Material for this task
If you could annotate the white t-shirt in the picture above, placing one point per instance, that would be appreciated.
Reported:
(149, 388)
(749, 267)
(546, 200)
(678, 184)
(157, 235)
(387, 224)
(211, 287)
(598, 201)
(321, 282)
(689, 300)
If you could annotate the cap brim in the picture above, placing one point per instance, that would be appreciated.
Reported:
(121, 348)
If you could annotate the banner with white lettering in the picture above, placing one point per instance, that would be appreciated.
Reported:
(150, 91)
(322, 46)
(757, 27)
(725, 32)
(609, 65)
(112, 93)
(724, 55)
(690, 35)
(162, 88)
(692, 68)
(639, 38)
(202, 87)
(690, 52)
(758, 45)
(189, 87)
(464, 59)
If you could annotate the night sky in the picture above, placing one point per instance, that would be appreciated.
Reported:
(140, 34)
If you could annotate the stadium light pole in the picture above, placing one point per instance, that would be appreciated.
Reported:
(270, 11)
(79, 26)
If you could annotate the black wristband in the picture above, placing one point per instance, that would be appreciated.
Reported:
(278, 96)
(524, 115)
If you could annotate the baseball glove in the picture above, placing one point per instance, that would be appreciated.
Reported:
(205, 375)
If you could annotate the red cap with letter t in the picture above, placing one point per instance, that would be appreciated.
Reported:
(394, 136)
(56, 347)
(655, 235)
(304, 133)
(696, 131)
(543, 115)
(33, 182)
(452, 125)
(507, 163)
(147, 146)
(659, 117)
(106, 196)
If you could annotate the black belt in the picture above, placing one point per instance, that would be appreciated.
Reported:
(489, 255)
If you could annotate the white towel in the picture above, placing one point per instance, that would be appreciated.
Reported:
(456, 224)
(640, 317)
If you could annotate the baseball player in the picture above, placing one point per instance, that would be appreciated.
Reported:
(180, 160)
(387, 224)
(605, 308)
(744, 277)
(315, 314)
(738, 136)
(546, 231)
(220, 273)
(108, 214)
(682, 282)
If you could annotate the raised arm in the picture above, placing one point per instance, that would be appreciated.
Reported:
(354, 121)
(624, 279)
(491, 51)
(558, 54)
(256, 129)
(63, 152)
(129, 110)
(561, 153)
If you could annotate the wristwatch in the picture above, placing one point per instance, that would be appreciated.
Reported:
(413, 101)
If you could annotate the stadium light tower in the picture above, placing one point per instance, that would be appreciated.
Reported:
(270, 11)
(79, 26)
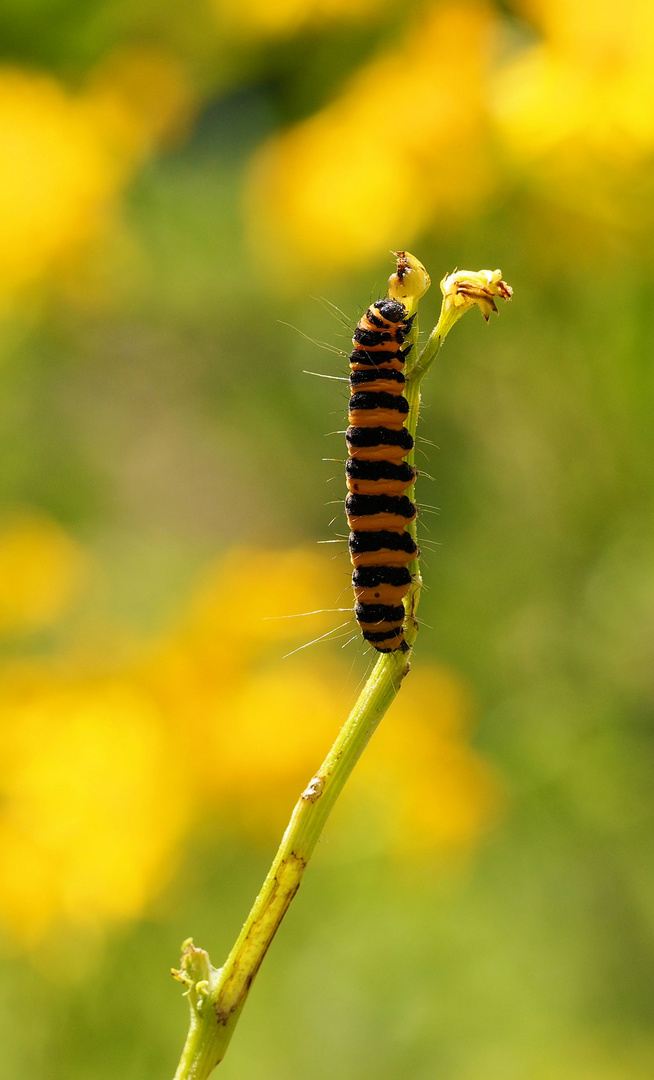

What to do
Your answer should reproduce each line of the listing that holds the word "white".

Exercise result
If you could annotate the white t-shirt in the picture above, placing one point per instance, that would be appreciated.
If you could annotate the banner with white lettering in the picture above, placing one point per instance, that would be appreciated.
If you could annotate the white towel in the picture above, placing one point per instance, that would be appreciated.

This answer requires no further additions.